*Your objective*
Render as a numbered list, omitting any blank lines, everything in the material from the line containing "of the carnival" down to the line containing "left=422, top=289, right=589, bottom=425", with both of those lines included.

** START Material for the task **

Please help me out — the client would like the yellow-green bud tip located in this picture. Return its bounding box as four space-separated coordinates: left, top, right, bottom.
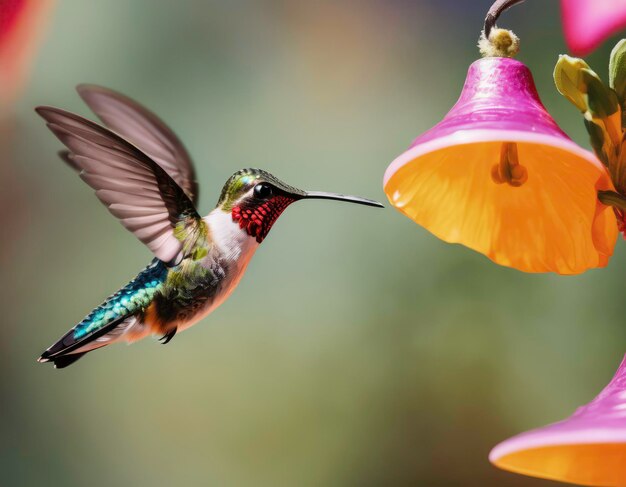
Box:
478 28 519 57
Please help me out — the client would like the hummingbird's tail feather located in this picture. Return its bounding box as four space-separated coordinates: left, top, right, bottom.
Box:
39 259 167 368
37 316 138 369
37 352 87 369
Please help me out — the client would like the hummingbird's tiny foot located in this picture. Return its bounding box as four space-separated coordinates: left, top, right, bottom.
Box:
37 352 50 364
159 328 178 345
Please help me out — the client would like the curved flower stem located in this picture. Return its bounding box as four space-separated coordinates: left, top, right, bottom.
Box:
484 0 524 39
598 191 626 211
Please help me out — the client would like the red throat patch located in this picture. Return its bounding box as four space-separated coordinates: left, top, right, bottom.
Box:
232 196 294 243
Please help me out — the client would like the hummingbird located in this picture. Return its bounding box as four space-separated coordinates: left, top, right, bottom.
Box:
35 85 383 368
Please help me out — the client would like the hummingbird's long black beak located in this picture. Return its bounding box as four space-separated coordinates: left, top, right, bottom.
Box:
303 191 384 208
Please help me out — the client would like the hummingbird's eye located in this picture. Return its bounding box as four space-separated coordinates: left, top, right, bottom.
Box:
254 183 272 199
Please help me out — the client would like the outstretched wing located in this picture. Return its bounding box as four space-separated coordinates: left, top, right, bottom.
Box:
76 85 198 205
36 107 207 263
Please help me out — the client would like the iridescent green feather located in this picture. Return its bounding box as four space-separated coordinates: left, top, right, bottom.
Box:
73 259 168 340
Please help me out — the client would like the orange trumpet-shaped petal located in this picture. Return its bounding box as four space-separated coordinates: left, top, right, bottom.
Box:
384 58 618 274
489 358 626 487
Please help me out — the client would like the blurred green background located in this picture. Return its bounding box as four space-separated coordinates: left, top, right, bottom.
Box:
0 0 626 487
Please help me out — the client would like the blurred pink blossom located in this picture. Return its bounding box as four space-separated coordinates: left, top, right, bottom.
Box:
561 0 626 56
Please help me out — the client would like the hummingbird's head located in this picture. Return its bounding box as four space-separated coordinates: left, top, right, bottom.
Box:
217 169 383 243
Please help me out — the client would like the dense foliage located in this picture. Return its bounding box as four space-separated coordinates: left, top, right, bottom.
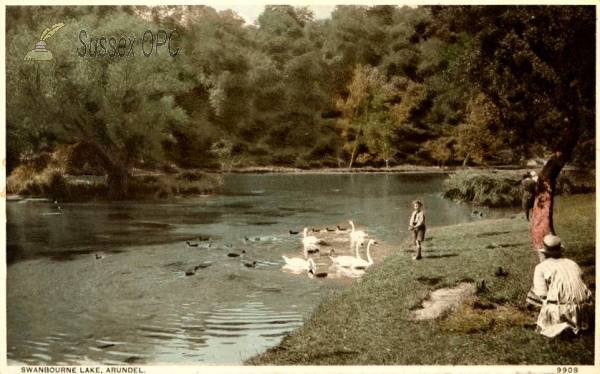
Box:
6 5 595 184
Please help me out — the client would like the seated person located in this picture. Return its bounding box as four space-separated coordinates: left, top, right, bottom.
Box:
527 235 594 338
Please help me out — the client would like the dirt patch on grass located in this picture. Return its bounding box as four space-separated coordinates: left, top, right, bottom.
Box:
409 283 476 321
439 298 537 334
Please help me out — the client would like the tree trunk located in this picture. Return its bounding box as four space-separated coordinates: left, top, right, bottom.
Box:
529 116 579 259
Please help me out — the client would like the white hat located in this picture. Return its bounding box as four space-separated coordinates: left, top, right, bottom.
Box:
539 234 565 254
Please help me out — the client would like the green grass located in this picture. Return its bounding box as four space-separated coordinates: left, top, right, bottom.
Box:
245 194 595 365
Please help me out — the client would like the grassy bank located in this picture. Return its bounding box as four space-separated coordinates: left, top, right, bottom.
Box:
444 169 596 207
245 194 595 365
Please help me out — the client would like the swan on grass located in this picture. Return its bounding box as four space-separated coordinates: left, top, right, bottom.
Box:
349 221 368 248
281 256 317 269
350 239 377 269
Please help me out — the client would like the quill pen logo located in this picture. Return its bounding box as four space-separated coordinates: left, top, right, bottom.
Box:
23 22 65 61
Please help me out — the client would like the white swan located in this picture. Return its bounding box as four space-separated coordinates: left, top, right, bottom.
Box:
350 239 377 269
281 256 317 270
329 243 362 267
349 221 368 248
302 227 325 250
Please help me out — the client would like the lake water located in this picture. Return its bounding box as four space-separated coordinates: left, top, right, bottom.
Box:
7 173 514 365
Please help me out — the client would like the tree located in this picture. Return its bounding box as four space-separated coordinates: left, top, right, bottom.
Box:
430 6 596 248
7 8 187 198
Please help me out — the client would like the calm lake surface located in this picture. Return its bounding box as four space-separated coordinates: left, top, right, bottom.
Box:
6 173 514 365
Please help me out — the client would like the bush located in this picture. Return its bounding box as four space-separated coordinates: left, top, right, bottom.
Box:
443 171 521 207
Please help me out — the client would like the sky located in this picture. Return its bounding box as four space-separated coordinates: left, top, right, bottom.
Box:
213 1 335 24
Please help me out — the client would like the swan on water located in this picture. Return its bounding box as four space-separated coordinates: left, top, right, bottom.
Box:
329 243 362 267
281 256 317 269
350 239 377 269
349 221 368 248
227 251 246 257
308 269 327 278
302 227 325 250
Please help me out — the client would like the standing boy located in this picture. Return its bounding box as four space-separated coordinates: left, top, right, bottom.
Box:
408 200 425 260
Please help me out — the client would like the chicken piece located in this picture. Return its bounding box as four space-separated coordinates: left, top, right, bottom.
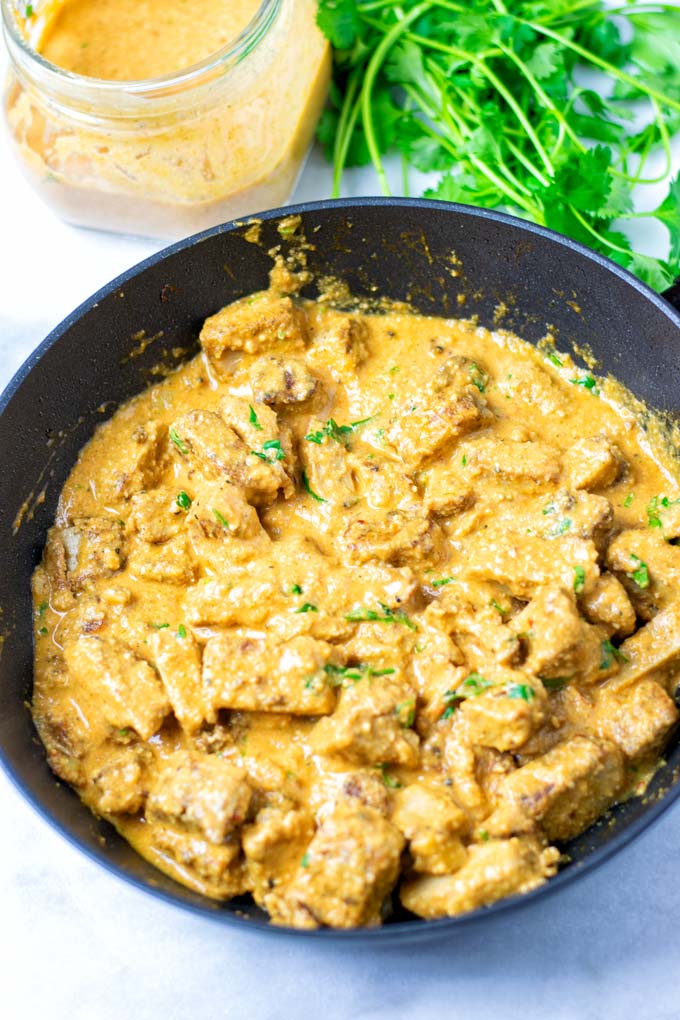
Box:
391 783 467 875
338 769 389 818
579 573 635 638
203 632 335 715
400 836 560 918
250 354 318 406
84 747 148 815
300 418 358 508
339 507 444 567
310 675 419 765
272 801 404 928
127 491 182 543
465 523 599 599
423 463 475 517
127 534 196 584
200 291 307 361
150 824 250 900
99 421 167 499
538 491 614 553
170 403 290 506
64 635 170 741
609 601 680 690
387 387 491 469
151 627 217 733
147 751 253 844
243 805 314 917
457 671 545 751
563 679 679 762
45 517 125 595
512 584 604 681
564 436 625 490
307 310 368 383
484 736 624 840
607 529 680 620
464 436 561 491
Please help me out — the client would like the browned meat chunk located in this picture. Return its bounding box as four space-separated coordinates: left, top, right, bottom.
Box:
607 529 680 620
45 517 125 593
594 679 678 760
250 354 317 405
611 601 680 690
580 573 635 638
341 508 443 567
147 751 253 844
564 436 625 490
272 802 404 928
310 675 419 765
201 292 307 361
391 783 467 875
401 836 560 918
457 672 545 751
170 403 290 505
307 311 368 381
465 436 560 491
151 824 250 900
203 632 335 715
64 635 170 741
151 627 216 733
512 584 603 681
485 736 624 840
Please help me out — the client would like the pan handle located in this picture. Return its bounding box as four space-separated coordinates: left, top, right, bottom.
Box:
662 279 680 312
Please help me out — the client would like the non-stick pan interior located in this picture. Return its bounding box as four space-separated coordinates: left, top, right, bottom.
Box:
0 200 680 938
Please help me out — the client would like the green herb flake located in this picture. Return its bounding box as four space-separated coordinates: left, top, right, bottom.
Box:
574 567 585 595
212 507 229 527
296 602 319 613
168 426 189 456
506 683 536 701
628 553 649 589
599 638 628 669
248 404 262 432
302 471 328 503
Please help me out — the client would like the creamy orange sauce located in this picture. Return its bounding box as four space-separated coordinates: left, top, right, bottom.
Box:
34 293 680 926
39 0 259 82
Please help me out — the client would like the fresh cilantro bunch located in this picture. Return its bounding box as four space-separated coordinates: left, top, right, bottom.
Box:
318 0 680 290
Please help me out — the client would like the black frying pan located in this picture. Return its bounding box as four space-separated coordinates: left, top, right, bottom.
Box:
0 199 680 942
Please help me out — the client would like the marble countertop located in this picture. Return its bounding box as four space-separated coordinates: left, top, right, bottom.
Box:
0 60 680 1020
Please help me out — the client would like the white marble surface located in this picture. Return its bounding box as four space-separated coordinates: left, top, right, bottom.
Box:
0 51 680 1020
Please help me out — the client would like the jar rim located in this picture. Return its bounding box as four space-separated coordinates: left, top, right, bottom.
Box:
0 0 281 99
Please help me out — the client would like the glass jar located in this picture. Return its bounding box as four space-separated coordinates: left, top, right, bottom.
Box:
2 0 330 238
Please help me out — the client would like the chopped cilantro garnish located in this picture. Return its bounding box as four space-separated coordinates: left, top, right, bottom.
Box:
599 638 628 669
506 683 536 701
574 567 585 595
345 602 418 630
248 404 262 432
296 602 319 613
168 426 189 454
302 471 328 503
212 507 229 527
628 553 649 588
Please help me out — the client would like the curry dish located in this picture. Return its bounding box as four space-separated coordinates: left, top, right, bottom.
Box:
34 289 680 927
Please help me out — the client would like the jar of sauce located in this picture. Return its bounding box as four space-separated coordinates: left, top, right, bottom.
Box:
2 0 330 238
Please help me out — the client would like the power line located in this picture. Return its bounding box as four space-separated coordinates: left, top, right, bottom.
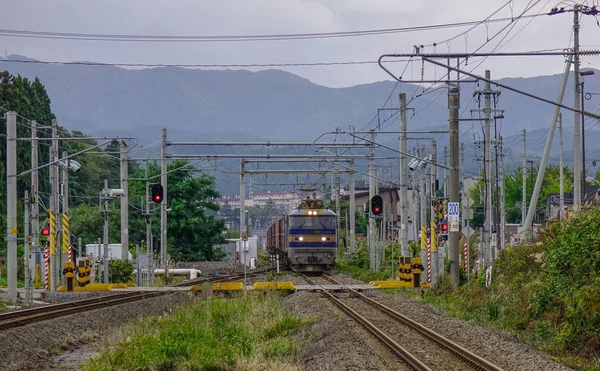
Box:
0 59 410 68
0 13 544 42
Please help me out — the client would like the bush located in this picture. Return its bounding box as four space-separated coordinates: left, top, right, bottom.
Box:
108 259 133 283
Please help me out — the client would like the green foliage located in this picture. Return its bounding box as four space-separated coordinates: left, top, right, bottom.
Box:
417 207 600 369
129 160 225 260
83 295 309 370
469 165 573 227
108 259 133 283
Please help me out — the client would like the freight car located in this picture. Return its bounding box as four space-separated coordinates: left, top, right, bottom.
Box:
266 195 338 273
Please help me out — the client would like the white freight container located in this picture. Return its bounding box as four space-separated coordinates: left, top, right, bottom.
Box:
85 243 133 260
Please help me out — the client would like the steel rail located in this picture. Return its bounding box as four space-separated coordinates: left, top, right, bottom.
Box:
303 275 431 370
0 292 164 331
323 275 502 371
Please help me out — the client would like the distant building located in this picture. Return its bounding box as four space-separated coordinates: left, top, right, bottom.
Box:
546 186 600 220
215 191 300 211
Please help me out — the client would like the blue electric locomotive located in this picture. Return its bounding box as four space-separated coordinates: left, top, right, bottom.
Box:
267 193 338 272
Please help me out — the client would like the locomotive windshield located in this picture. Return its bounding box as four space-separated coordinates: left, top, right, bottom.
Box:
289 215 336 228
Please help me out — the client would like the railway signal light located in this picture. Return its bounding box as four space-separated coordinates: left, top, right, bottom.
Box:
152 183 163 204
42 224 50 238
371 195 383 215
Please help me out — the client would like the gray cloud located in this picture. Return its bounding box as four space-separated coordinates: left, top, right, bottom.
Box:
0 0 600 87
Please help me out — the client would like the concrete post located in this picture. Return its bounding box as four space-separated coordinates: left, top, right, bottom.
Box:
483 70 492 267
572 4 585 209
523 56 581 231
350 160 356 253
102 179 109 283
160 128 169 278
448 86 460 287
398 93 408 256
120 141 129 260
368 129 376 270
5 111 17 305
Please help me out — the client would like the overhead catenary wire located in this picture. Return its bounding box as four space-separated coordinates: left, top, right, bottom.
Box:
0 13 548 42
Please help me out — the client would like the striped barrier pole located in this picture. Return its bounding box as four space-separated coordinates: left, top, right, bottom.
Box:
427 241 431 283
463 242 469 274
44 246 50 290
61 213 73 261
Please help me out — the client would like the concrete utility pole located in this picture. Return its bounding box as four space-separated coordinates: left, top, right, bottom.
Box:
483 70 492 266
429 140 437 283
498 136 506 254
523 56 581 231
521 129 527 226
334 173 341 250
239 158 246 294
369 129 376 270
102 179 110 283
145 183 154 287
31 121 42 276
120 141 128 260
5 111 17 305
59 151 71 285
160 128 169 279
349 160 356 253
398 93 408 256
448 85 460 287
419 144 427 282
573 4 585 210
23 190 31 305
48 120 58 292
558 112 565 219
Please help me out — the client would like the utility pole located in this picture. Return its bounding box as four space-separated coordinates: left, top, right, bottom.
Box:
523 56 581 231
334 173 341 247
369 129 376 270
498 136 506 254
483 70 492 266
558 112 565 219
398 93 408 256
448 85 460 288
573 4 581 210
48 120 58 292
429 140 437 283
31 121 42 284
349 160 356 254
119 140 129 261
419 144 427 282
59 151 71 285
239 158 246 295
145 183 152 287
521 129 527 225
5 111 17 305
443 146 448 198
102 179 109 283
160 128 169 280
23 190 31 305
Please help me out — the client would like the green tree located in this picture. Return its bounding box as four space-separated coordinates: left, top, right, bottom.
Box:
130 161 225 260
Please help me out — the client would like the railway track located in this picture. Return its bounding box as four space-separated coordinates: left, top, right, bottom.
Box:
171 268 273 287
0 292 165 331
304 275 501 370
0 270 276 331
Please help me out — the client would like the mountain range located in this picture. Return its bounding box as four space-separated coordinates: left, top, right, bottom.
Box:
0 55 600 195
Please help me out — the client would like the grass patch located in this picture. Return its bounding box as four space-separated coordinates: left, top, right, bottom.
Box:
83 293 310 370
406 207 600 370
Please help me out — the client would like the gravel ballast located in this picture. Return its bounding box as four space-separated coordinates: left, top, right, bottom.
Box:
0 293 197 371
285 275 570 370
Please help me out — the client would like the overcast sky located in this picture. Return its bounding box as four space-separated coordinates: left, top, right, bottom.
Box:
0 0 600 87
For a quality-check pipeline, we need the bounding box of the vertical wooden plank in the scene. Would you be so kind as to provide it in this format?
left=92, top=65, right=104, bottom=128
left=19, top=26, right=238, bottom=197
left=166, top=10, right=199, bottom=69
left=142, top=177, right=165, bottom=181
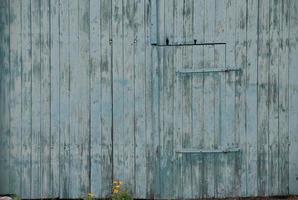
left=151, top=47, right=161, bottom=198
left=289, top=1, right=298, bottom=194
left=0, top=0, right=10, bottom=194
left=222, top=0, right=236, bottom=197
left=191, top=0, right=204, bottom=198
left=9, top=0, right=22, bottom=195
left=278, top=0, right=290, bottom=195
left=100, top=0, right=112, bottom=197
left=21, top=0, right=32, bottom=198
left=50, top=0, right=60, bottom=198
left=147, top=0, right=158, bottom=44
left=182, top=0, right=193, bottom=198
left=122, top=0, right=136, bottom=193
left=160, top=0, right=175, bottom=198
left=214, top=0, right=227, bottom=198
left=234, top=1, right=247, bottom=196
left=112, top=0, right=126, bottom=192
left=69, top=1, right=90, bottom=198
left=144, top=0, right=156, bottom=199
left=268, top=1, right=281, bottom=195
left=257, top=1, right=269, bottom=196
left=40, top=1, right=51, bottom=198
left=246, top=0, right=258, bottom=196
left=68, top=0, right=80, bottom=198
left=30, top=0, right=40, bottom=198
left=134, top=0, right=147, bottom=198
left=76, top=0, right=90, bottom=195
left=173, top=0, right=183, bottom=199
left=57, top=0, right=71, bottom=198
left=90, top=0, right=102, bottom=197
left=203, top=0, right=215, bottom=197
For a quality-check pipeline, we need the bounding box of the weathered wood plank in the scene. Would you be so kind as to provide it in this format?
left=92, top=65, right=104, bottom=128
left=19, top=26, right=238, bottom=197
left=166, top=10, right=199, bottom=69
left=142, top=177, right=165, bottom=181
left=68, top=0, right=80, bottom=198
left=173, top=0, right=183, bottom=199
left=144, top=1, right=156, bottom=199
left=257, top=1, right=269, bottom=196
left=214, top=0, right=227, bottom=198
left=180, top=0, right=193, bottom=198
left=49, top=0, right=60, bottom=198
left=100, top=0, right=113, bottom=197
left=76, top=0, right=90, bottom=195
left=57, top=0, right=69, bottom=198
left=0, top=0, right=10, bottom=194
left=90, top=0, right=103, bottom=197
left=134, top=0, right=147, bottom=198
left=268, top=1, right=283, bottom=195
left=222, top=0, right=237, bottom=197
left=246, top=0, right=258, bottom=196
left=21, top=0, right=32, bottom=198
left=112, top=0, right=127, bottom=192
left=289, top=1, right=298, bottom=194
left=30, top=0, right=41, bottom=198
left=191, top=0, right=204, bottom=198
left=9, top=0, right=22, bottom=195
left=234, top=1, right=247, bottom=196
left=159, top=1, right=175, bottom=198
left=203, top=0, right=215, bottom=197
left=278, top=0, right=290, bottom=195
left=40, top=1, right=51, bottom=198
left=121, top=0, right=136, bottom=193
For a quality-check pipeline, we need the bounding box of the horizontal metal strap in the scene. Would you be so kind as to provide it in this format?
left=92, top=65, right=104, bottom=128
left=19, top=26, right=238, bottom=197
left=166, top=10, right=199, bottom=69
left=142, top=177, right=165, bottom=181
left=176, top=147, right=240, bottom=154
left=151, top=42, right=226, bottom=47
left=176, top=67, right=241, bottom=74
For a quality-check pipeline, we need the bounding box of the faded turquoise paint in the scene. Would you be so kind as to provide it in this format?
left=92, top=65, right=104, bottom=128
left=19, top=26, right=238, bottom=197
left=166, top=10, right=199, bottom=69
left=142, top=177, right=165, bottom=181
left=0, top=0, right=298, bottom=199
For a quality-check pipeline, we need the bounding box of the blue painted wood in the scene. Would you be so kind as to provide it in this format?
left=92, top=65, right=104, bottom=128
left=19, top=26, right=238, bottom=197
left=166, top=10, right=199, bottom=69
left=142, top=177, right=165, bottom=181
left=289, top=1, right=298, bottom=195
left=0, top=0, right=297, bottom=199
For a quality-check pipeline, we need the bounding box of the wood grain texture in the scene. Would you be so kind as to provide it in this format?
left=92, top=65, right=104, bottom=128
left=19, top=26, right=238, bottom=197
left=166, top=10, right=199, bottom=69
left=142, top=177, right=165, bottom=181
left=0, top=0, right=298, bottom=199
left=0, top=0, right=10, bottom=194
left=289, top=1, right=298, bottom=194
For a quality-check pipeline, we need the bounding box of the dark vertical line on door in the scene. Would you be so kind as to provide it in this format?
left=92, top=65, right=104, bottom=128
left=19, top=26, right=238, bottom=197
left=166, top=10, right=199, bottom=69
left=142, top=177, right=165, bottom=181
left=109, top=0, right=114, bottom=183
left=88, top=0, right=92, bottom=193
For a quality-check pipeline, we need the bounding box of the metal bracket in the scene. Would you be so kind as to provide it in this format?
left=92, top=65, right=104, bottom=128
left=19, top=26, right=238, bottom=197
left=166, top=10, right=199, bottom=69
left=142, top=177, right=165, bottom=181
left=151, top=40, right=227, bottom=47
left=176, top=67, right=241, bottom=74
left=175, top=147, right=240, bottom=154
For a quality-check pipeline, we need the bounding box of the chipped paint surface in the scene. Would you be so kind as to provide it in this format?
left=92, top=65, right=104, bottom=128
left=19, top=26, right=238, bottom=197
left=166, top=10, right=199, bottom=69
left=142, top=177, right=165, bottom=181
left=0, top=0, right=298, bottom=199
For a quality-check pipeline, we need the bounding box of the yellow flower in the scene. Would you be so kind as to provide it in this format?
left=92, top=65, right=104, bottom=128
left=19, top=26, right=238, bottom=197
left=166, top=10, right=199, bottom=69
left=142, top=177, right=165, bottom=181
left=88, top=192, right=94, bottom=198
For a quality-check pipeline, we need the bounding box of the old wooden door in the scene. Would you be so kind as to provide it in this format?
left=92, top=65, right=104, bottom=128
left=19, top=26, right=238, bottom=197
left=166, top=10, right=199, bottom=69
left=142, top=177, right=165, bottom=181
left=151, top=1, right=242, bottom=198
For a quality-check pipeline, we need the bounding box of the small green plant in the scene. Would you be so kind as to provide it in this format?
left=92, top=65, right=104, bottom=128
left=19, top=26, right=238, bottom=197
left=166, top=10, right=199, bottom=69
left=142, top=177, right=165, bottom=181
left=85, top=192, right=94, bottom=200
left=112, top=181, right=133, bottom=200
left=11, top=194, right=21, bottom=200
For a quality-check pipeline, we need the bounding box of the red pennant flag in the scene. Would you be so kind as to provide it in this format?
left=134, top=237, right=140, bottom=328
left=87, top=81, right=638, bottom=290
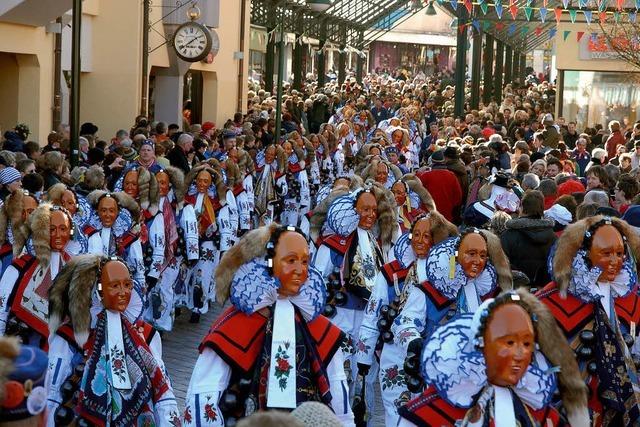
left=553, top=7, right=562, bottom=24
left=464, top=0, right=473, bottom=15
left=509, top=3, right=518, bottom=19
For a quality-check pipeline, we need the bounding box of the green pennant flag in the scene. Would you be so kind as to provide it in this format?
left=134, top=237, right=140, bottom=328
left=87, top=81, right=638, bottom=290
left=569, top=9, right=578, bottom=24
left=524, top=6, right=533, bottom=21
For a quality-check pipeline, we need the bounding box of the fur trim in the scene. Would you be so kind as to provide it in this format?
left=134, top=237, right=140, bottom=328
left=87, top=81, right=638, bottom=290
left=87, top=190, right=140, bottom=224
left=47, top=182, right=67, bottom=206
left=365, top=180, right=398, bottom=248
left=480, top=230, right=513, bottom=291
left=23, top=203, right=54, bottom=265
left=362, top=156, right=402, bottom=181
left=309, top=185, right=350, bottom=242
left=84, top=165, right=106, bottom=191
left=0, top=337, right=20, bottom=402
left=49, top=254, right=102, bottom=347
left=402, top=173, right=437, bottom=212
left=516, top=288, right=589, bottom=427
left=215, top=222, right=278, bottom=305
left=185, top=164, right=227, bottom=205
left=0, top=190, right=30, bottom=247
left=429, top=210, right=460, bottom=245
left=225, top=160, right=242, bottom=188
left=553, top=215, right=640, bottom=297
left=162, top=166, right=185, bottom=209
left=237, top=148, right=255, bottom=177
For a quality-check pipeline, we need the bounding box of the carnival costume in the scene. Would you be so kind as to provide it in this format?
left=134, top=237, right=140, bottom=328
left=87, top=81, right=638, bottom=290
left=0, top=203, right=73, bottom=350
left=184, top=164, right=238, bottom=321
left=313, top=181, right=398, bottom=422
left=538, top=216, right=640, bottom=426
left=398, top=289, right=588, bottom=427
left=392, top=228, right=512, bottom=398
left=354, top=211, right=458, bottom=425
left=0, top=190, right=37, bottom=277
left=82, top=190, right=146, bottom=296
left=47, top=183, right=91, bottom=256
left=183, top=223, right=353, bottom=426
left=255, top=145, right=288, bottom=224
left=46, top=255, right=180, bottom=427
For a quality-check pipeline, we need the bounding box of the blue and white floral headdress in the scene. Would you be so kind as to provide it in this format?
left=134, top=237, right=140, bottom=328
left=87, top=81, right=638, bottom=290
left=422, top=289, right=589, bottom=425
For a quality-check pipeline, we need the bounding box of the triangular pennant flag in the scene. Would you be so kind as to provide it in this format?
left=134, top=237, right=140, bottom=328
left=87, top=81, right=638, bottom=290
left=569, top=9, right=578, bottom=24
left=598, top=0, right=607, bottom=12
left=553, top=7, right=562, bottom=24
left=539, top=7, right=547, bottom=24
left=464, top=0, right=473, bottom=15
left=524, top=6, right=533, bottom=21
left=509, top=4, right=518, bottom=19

** END Material for the task **

*Response to this exercise*
1. For a quality-check pipeline, we need the bounding box of the carnival costume in the scene. Would you be so kind as to provide it in this format?
2. left=134, top=237, right=140, bottom=328
3. left=87, top=81, right=638, bottom=290
4. left=0, top=203, right=73, bottom=350
5. left=184, top=164, right=238, bottom=321
6. left=313, top=181, right=398, bottom=422
7. left=538, top=216, right=640, bottom=426
8. left=398, top=289, right=588, bottom=427
9. left=392, top=228, right=512, bottom=398
10. left=354, top=211, right=458, bottom=425
11. left=0, top=190, right=37, bottom=277
12. left=82, top=190, right=146, bottom=296
13. left=47, top=183, right=91, bottom=256
14. left=183, top=223, right=353, bottom=426
15. left=255, top=145, right=288, bottom=224
16. left=46, top=255, right=180, bottom=427
17. For a quality-check pipeline, we need the bounding box of the blue and white floral headdress in the scene. Would you be so kind as to provide it in this format?
18. left=134, top=237, right=140, bottom=328
19. left=87, top=81, right=638, bottom=290
20. left=422, top=289, right=589, bottom=425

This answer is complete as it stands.